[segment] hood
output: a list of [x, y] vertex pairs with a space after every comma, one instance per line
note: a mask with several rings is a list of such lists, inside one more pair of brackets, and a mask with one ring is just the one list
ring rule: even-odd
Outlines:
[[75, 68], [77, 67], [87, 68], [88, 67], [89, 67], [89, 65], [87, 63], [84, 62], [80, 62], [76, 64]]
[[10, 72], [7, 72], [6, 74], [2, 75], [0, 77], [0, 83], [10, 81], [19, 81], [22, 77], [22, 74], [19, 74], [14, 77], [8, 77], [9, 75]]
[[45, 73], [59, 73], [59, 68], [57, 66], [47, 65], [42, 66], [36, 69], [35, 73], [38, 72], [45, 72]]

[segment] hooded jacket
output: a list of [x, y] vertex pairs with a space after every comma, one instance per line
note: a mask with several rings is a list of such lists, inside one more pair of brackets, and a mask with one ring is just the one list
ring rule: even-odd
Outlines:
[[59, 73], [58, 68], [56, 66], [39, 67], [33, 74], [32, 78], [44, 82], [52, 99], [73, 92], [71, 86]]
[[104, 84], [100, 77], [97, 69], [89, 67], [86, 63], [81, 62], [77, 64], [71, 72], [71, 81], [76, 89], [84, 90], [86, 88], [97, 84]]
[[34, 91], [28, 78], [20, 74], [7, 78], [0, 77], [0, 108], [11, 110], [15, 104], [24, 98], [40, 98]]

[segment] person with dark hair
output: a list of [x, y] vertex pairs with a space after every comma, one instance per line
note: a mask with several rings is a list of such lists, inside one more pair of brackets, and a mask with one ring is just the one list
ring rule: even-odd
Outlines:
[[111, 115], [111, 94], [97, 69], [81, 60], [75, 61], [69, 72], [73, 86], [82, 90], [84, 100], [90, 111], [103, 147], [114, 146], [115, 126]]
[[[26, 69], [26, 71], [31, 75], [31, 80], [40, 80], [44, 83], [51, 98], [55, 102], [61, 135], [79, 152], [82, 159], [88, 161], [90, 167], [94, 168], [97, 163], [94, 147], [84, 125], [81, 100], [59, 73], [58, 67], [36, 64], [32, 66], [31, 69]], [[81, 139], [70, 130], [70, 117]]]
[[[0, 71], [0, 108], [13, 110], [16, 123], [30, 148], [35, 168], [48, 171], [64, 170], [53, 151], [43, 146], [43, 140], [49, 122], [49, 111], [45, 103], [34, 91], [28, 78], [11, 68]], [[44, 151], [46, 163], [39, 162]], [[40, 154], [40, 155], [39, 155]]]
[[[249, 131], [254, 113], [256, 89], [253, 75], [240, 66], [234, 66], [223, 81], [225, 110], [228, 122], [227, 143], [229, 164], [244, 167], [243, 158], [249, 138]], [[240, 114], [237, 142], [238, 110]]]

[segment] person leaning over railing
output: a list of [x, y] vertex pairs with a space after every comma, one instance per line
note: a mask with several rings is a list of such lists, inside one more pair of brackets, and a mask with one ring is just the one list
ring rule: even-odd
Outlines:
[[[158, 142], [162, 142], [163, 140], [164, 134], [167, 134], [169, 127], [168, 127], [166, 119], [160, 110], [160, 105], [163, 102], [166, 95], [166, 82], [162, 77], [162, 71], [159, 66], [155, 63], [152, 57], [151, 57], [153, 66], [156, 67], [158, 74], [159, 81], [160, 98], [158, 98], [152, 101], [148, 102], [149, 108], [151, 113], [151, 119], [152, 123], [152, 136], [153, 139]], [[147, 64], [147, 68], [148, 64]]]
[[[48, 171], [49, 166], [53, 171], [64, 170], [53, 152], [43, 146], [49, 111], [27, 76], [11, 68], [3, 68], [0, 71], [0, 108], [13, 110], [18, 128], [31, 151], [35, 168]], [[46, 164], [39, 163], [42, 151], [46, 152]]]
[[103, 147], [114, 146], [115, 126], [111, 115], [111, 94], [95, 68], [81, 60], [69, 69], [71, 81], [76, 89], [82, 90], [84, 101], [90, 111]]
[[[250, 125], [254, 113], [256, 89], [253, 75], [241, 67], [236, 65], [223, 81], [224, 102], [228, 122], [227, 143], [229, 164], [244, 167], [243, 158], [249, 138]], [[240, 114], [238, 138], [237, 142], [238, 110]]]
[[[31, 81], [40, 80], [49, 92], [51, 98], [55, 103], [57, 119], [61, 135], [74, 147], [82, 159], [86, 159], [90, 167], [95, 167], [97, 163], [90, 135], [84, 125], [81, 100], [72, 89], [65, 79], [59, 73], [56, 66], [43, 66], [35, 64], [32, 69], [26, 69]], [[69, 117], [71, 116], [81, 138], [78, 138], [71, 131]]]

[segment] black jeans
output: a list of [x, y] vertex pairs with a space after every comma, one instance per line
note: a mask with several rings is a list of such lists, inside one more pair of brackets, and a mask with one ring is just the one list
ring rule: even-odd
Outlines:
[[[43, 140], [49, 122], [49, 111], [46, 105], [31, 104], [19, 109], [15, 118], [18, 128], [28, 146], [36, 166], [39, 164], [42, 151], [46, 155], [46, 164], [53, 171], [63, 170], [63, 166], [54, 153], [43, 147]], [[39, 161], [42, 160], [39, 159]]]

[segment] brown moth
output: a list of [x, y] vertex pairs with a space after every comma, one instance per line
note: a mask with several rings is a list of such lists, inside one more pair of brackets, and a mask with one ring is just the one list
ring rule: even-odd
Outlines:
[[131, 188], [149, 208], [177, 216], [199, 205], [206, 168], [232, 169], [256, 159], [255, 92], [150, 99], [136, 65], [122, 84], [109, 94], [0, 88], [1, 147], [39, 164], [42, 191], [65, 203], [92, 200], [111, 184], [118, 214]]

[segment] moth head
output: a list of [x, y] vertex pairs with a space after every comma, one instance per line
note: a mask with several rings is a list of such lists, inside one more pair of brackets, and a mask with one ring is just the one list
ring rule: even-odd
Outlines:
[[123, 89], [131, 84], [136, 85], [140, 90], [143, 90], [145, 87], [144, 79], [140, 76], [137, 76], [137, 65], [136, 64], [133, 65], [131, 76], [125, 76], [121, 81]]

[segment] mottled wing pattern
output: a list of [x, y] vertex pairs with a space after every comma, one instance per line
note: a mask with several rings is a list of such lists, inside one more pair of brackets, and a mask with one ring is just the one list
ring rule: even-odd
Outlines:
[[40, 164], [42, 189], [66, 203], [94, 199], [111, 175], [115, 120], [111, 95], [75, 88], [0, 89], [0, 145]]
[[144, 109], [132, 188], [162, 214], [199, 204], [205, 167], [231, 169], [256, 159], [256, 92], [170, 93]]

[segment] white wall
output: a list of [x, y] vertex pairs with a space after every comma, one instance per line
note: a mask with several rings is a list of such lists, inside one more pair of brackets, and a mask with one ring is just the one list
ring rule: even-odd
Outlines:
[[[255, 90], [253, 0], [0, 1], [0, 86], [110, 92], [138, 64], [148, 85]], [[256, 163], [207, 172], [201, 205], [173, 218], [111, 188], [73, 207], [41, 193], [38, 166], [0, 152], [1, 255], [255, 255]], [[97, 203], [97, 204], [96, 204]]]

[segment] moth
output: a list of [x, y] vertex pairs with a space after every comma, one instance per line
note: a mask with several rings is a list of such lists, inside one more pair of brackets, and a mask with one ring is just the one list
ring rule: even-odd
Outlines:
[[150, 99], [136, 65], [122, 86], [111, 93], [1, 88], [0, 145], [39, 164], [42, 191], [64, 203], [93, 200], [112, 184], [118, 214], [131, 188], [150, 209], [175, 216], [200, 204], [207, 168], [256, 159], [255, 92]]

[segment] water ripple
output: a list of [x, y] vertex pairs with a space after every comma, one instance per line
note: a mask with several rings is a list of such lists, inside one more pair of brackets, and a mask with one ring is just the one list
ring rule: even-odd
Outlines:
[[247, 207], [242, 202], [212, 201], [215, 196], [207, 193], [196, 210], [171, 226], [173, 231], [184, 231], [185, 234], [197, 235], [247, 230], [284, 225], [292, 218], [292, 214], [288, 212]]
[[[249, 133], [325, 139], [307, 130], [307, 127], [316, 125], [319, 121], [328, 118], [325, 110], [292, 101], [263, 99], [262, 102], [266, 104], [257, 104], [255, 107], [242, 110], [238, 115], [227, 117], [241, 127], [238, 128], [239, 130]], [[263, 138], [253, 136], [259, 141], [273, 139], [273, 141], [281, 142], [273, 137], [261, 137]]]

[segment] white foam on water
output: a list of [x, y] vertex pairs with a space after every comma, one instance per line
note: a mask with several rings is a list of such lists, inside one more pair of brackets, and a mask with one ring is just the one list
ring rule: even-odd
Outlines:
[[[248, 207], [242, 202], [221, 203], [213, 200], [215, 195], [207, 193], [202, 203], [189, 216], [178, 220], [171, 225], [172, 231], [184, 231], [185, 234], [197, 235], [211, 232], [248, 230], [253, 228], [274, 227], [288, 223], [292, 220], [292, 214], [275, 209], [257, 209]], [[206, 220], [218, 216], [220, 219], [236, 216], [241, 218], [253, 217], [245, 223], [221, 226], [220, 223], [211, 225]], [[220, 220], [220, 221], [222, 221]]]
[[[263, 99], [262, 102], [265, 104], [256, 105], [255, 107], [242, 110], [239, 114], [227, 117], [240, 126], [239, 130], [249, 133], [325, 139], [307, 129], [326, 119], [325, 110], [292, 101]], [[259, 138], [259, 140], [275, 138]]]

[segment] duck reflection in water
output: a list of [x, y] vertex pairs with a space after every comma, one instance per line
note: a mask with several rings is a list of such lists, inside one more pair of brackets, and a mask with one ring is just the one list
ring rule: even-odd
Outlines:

◆ ◆ ◆

■ Task requirements ■
Put the lines from the one containing "[segment] moth head" through the one containing "76], [121, 81]]", both included, into a Markdown table with the columns Row and Line, leaving out any blank lines.

■ Answer in full ■
| Row | Line |
|---|---|
| 1 | [segment] moth head |
| 2 | output: a list of [x, y] vertex pairs with a space after every comma, one instance per line |
| 3 | note: a mask with several rings is a list of such lists, inside one more pair of brackets, and a mask with one ring is just the one list |
| 4 | ring rule: even-odd |
| 5 | Outlines: |
| 6 | [[123, 89], [131, 84], [136, 85], [140, 90], [143, 90], [145, 87], [144, 79], [140, 76], [137, 76], [137, 65], [136, 64], [133, 65], [131, 76], [125, 76], [121, 81]] |